[Short problem]: Output, word for word, every line from the line with "Could you locate the bridge" through the final line of the data below.

Records contained in a dataset
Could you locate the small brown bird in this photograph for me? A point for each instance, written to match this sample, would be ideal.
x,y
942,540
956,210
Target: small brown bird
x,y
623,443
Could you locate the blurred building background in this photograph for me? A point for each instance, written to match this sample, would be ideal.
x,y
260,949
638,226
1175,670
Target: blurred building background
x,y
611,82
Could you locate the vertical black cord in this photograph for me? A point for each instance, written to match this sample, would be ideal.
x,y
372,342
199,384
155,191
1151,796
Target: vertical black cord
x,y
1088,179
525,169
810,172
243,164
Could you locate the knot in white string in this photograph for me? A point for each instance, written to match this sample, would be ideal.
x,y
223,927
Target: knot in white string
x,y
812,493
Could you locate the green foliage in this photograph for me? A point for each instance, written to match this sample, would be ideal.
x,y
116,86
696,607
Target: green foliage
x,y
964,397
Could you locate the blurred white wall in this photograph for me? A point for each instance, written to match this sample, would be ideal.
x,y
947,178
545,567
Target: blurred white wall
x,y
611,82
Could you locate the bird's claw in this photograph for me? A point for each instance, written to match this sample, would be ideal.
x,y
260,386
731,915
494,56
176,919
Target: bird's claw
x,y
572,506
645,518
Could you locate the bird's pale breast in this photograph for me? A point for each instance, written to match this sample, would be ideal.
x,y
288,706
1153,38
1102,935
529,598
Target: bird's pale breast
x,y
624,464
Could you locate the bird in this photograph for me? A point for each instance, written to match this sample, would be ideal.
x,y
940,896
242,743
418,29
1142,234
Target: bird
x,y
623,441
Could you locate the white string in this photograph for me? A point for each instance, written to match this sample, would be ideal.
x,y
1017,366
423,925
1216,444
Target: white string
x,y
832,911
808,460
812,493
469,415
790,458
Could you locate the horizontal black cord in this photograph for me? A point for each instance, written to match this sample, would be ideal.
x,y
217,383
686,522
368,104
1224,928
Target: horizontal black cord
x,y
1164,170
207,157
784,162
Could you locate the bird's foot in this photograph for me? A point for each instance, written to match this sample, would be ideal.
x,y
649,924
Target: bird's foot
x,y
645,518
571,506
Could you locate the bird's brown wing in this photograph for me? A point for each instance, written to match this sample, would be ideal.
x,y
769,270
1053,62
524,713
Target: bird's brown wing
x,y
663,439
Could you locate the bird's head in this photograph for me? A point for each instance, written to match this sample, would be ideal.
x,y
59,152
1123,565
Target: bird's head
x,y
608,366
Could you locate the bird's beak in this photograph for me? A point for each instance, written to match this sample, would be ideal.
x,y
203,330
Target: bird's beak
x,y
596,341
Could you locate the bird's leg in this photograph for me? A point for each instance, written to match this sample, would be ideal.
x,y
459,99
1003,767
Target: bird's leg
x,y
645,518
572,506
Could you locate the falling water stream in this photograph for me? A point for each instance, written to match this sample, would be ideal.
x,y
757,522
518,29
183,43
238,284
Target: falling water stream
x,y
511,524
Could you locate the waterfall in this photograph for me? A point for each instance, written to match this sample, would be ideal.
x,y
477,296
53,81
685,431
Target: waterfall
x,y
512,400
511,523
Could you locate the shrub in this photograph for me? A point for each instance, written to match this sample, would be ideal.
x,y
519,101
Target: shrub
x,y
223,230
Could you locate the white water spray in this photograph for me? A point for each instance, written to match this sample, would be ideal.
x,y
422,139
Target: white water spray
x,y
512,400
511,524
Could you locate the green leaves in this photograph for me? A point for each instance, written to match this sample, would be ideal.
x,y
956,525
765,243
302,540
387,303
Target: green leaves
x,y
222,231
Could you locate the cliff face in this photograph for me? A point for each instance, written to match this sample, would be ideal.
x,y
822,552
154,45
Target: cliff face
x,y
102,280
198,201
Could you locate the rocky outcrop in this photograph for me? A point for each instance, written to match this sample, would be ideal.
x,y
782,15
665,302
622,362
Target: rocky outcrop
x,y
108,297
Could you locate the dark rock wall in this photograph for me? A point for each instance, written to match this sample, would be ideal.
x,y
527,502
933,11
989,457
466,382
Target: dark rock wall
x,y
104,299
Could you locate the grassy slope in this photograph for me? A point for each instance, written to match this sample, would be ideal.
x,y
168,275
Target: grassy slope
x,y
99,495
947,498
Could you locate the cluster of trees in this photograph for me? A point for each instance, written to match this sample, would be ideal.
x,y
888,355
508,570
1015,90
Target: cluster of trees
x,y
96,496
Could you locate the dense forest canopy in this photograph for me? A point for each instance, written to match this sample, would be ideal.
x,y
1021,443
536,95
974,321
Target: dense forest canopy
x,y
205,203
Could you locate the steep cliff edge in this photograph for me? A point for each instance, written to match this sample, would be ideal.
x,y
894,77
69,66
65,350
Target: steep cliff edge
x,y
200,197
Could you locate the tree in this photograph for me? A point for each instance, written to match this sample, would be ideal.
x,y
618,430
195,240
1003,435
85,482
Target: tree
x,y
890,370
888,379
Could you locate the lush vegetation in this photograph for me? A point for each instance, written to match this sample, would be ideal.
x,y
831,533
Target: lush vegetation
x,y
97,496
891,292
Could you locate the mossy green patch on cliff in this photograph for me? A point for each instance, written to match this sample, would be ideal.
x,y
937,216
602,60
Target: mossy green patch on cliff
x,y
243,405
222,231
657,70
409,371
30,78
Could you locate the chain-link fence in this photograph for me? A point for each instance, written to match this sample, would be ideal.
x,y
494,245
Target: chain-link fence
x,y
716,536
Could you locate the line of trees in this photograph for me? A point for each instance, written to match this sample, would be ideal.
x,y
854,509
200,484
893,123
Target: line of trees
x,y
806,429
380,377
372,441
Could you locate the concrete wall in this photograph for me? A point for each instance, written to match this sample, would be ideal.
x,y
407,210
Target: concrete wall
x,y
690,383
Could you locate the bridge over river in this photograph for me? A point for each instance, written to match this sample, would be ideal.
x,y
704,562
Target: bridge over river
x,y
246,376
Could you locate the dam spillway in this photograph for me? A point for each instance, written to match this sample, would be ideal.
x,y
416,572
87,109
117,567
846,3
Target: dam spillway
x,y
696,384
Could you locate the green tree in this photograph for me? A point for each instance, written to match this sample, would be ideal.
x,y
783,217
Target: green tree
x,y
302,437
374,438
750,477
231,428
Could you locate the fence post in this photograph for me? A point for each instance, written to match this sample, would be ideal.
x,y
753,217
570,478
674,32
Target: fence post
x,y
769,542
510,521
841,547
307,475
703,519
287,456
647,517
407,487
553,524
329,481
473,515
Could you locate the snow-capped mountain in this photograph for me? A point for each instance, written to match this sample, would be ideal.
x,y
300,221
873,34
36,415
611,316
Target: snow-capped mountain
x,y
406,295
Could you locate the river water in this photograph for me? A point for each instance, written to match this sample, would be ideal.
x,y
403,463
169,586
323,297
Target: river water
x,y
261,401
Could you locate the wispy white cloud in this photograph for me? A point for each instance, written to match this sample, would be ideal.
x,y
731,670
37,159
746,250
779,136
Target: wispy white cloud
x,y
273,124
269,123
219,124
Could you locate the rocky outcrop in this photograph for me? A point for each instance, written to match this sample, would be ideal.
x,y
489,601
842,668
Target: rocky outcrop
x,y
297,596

[Task solution]:
Could you locate the bridge over river in this photograph for me? A point for each instance, written to match this sample, would be ideal.
x,y
704,562
Target: bridge over river
x,y
246,376
Could you locate the dam spillway in this photograph for me? A point for each instance, written to match this sample, would be ideal.
x,y
416,572
87,109
117,567
846,3
Target: dam spillway
x,y
696,384
Could you locate the green tree in this photograph for me? A point for each instance, written to match this sample, would be ideal.
x,y
783,217
Target: green tree
x,y
302,437
374,438
750,477
231,428
Could you locate the fence post in this photograph for me? A point for each instance, written to match this sample, would be ideal.
x,y
753,217
570,478
674,32
Target: fence post
x,y
769,542
510,521
841,547
307,475
703,519
287,456
647,517
407,487
553,524
329,481
473,515
Could you locate the snow-capped mountain in this photograph for me? A point for each instance, written to match this sample, would be ideal.
x,y
300,221
873,34
36,415
611,316
Target: snow-capped mountain
x,y
406,295
Could you locate the river water in this photograph for me? A point for each instance, written to match this sample, would be ideal.
x,y
403,463
169,586
323,297
Target: river water
x,y
261,401
Could you locate the wispy white cloud in this photograph for me? A point for each instance, written to match this sample, would be ideal.
x,y
731,670
37,159
746,250
779,136
Target: wispy white cloud
x,y
273,124
269,123
219,124
Could you locate the rocky outcrop in this photograph for me? A point for each instance, written to match this sample, would be ideal.
x,y
489,601
842,668
Target: rocky outcrop
x,y
297,596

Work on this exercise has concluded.